● 提供文:
──────

一旦215系を伊東へ疎開させておき、185系の東大宮返却が落ち着いたタイミングで国府津に戻す……といった動きなどがあり得そうです。久しく実績はありませんが、設備上は10両3編成の留置が可能です。
川越車両センター(大宮支社)

一方の185系を抱える大宮支社管内では、川越車両センターが活用出来ます。
現在もE257系NA-02編成が留置されており、185系も車輪転削で時折訪れています。
昨年の251系の事例でも、車両所属の支社管内ということもあってか最後まで疎開先として活用されていました。
ただし、同センターに大量に留め置かれた実績はないこと、八高線が改造予備で209系3100番台を抱えていることなどを考えると、疎開されるとしても1編成程度に留まりそうです。川越線・センター内の有効長の制約から、15両での疎開も出来ません。
昨年の事例を考えれば、東大宮から迅速に送り出せる距離ですので、12日に予備運用となっていた編成・13日に返却回送された車両などが考えれられます。
尾久車両センター(東京支社)

尾久車両センターでは、ここ数年E257系が2〜3編成疎開留置されており、単純計算であれば同数程度の185系の疎開留置が考えられます。15両編成の留置が出来る設備がある点も特徴的です。
ただし、現在の尾久車両センターではレール輸送用の事業用気動車・キヤE195系などの車両配置が急ピッチで進んでいるうえ、この車両のデビューは今回のダイヤ改正の前後となりそうです。
これらの事情を考えると、どこまで負担をかけられるか……といった点は予想がしにくいところです。
東京総合車両センター田町センター(東京支社)

田町電車区をルーツとする、品川駅の留置線群です。
最近はE217系の疎開留置などで使用されていますが、この分の廃車回送が3月前半に実施されていたと仮定すると、2編成程度の疎開留置が出来そうです。
東海道線車両の運行を支えてきた拠点でしたので、疎開先の選択肢に制約がありそうな215系・かつて所属していた185系のどちらも考えられそうです。
長野総合車両センター(長野支社)

既に波動用編成のOM03編成やE257系が多く疎開されているように、長野総合車両センターは解体待ちの車両の進捗を除外しても数編成の疎開が可能です。

──────

● 資料:
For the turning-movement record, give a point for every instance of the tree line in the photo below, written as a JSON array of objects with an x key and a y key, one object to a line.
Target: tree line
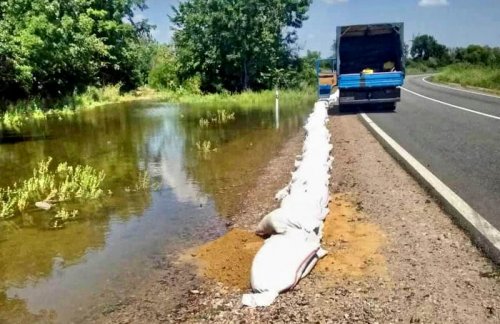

──────

● 作業内容:
**A)** 提供文に基づき、次の問いにそれぞれ答えてください。
(i) 川越車両センターに現在留置されている編成は何ですか。
(ii) 尾久車両センターで配置が急ピッチで進んでいるレール輸送用の事業用気動車は何ですか。
(iii) 東京総合車両センター田町センターは何をルーツとしていますか。
**B)** 提供文のうち、「これらの事情を考えると、どこ」で始まり「長野総合車両センター(長野支社)」に至るまでの部分を、一字も変えずに書き写してください。

● 解答一覧:
**A)**
(i) E257系NA-02編成
(ii) キヤE195系
(iii) 田町電車区

**B)**
これらの事情を考えると、どこまで負担をかけられるか……といった点は予想がしにくいところです。
東京総合車両センター田町センター(東京支社)

田町電車区をルーツとする、品川駅の留置線群です。
最近はE217系の疎開留置などで使用されていますが、この分の廃車回送が3月前半に実施されていたと仮定すると、2編成程度の疎開留置が出来そうです。
東海道線車両の運行を支えてきた拠点でしたので、疎開先の選択肢に制約がありそうな215系・かつて所属していた185系のどちらも考えられそうです。
長野総合車両センター(長野支社)